Pemerintahan
Darurat Republik Indonesia
Perjuangan Bangsa Indonesia untuk
mendapatkan kemerdekaan begitu panjang dan berliku. Kemerdekaan diperjuangkan
melalui Revolusi dan api peperangan dan peperangan dan perundingan demi
perundingan turut mematangkan jiwa bangsa Indonesia untuk meraih kemerdekaan.
Meski kemerdekaan diperjuangkan dengan cara Revolusi, ternyata kemerdekaan indonesia
justru di ungkapkan dengan untaian kalimat singkat dan sederhana.
Tahun-tahun pertama Republik Indonesia
seolah ditakdirkan untuk mengalami ujian besar, demi kelangsungan hidupnya
ibukota republik Indonesia berpindah ke Yogjakarta. Zaman Jogja adalah zaman
hidup mati bagi republik, karena ia harus bertahan mengahadapi tantangan
musuh-musuh dari dalam maupun dari luar.
Dua
perundingan besar dan dua peperangan besar tercatat dalam sejarah kemerdekaan
Indonesia. Perjanjian Linggarjati dan Perjanjian Renville dua-duanya dikhianati
oleh Belanda, Perjanjian Linggarjati dirobek-robek belanda melalui Agresi
Militer pertama pada bulan juli 1947, sedangkan perjanjian Renville hanya
menimbulkan pecahnya Agresi Militer belanda kedua pada 19 Desember 1948.
Belum
pernah dalam perjuangan republik yang baru lahir, ibu kota negara diduduki,
para pemimpin ditawan dan kekuatan revolusi terpecah. Sejarah mencatat, mirip
dengan teks proklamasi yang ditulis pada sebuah kertas sederhana, jalan untuk
memepertahankan kemerdekaan ternyata harus ditulis lewat secarik kertas surat
telegram yang ditulis oleh presiden Soekarno dan wakil presiden Moh. Hatta.

PETUNJUK TUGAS |
Tuliskan kembali seluruh teks tentang Pemerintahan Darurat Republik Indonesia di atas tanpa mengubah satu kata pun.

DATA YANG DIBERIKAN |
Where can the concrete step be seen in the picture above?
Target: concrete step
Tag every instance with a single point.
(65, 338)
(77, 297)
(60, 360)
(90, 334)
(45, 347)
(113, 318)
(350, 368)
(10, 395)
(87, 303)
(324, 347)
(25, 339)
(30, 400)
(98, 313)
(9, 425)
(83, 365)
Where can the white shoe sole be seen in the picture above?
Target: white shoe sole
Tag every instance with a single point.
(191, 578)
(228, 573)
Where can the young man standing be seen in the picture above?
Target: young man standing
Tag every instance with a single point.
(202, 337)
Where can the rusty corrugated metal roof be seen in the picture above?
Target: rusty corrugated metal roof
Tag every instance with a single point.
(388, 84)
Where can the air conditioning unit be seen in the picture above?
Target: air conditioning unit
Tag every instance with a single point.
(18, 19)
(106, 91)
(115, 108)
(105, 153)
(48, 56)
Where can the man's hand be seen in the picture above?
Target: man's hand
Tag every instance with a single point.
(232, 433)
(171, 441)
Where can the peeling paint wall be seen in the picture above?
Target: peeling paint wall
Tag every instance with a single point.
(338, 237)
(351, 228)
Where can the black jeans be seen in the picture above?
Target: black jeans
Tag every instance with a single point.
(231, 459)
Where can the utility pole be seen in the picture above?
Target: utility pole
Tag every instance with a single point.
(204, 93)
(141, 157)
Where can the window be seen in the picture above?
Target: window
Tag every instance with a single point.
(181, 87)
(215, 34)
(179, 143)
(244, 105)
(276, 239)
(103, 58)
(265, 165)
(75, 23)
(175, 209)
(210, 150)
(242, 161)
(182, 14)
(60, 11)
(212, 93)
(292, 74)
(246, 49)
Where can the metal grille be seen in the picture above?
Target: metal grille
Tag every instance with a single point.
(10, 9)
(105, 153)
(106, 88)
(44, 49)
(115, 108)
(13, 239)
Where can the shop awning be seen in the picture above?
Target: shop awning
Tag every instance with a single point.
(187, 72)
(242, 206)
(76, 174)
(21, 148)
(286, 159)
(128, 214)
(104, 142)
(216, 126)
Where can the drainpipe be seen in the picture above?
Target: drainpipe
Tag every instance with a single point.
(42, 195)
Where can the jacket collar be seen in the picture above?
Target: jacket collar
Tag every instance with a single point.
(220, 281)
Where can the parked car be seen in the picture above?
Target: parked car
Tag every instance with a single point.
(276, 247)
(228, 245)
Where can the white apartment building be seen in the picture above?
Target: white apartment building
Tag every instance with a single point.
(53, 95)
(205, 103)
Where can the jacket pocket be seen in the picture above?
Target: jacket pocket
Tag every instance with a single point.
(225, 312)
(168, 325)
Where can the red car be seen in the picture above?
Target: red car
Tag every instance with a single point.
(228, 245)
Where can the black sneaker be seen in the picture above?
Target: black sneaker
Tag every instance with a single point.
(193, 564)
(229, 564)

JAWABAN LATIHAN |
Pemerintahan
Darurat Republik Indonesia
Perjuangan Bangsa Indonesia untuk
mendapatkan kemerdekaan begitu panjang dan berliku. Kemerdekaan diperjuangkan
melalui Revolusi dan api peperangan dan peperangan dan perundingan demi
perundingan turut mematangkan jiwa bangsa Indonesia untuk meraih kemerdekaan.
Meski kemerdekaan diperjuangkan dengan cara Revolusi, ternyata kemerdekaan indonesia
justru di ungkapkan dengan untaian kalimat singkat dan sederhana.
Tahun-tahun pertama Republik Indonesia
seolah ditakdirkan untuk mengalami ujian besar, demi kelangsungan hidupnya
ibukota republik Indonesia berpindah ke Yogjakarta. Zaman Jogja adalah zaman
hidup mati bagi republik, karena ia harus bertahan mengahadapi tantangan
musuh-musuh dari dalam maupun dari luar.
Dua
perundingan besar dan dua peperangan besar tercatat dalam sejarah kemerdekaan
Indonesia. Perjanjian Linggarjati dan Perjanjian Renville dua-duanya dikhianati
oleh Belanda, Perjanjian Linggarjati dirobek-robek belanda melalui Agresi
Militer pertama pada bulan juli 1947, sedangkan perjanjian Renville hanya
menimbulkan pecahnya Agresi Militer belanda kedua pada 19 Desember 1948.
Belum
pernah dalam perjuangan republik yang baru lahir, ibu kota negara diduduki,
para pemimpin ditawan dan kekuatan revolusi terpecah. Sejarah mencatat, mirip
dengan teks proklamasi yang ditulis pada sebuah kertas sederhana, jalan untuk
memepertahankan kemerdekaan ternyata harus ditulis lewat secarik kertas surat
telegram yang ditulis oleh presiden Soekarno dan wakil presiden Moh. Hatta.